### Objective
Recast every line of the records below as a Markdown table with the columns "No." and "Content", giving each line's row number and its text and omitting blank lines.

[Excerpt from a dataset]
:::
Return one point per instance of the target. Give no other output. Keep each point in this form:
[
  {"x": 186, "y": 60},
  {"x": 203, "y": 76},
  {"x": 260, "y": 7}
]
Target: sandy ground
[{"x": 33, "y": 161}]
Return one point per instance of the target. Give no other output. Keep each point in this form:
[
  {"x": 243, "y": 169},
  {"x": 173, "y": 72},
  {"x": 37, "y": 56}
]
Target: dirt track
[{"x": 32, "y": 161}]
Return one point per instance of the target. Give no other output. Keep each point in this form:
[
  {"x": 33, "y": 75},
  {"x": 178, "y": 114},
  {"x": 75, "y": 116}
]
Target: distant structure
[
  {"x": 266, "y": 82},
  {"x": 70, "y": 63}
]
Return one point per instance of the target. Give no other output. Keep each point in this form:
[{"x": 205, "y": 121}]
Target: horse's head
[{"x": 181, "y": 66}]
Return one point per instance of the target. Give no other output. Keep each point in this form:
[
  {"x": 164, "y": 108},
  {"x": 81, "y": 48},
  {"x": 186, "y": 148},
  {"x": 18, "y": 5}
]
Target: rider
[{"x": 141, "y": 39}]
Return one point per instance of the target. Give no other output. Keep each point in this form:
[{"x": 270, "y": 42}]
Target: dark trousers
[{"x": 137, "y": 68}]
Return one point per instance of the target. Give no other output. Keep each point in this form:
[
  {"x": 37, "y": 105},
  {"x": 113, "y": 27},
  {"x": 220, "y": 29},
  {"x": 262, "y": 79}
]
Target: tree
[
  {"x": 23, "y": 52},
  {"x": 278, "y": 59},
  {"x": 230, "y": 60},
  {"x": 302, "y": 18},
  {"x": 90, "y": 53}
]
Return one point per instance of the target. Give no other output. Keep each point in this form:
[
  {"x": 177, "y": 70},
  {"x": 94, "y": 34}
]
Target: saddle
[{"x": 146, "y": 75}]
:::
### Answer for this exercise
| No. | Content |
|---|---|
| 1 | Return one point per instance of the target. Give no other output. Keep each point in this form: |
| 2 | [ |
| 3 |   {"x": 186, "y": 60}, |
| 4 |   {"x": 203, "y": 76}, |
| 5 |   {"x": 260, "y": 7} |
| 6 | ] |
| 7 | Target: sandy ground |
| 8 | [{"x": 33, "y": 161}] |
| 9 | Return one point per instance of the target. Give no other output. Keep each point in this form: |
| 10 | [ |
| 11 |   {"x": 243, "y": 169}, |
| 12 |   {"x": 173, "y": 72}, |
| 13 |   {"x": 37, "y": 56} |
| 14 | ] |
| 15 | Target: dirt track |
| 16 | [{"x": 32, "y": 161}] |
| 17 | Return one point per instance of the target. Give no other output. Keep each point in this form: |
| 18 | [ |
| 19 |   {"x": 33, "y": 75}, |
| 20 |   {"x": 178, "y": 114}, |
| 21 |   {"x": 75, "y": 116} |
| 22 | ] |
| 23 | Target: distant structure |
| 24 | [ |
| 25 |   {"x": 266, "y": 82}, |
| 26 |   {"x": 70, "y": 63} |
| 27 | ] |
| 28 | Return one point per instance of the target. Give no other output. Keep each point in this form: |
| 29 | [{"x": 205, "y": 121}] |
| 30 | Target: horse's head |
| 31 | [{"x": 181, "y": 66}] |
| 32 | Return one point per instance of the target. Give no other output. Keep each point in this form: |
| 33 | [ |
| 34 |   {"x": 164, "y": 108}, |
| 35 |   {"x": 81, "y": 48}, |
| 36 |   {"x": 186, "y": 148}, |
| 37 |   {"x": 18, "y": 5} |
| 38 | ] |
| 39 | Target: rider |
| 40 | [{"x": 141, "y": 39}] |
| 41 | Return one point per instance of the target. Give no other output. Keep each point in this form: |
| 42 | [{"x": 270, "y": 42}] |
| 43 | Target: dark trousers |
| 44 | [{"x": 137, "y": 68}] |
| 45 | Return one point per instance of the target. Give no other output. Keep each point in this form: |
| 46 | [ |
| 47 |   {"x": 37, "y": 105}, |
| 48 |   {"x": 113, "y": 27}, |
| 49 |   {"x": 220, "y": 29}, |
| 50 |   {"x": 262, "y": 79} |
| 51 | ] |
| 52 | Target: tree |
| 53 | [ |
| 54 |   {"x": 23, "y": 52}, |
| 55 |   {"x": 278, "y": 59}, |
| 56 |   {"x": 230, "y": 60}, |
| 57 |   {"x": 302, "y": 18}, |
| 58 |   {"x": 90, "y": 53} |
| 59 | ] |
| 60 | Return one point per instance of the target. Give no other output. Keep each point in this form: |
| 61 | [ |
| 62 |   {"x": 177, "y": 70}, |
| 63 |   {"x": 94, "y": 34} |
| 64 | ] |
| 65 | Target: saddle |
| 66 | [{"x": 146, "y": 75}] |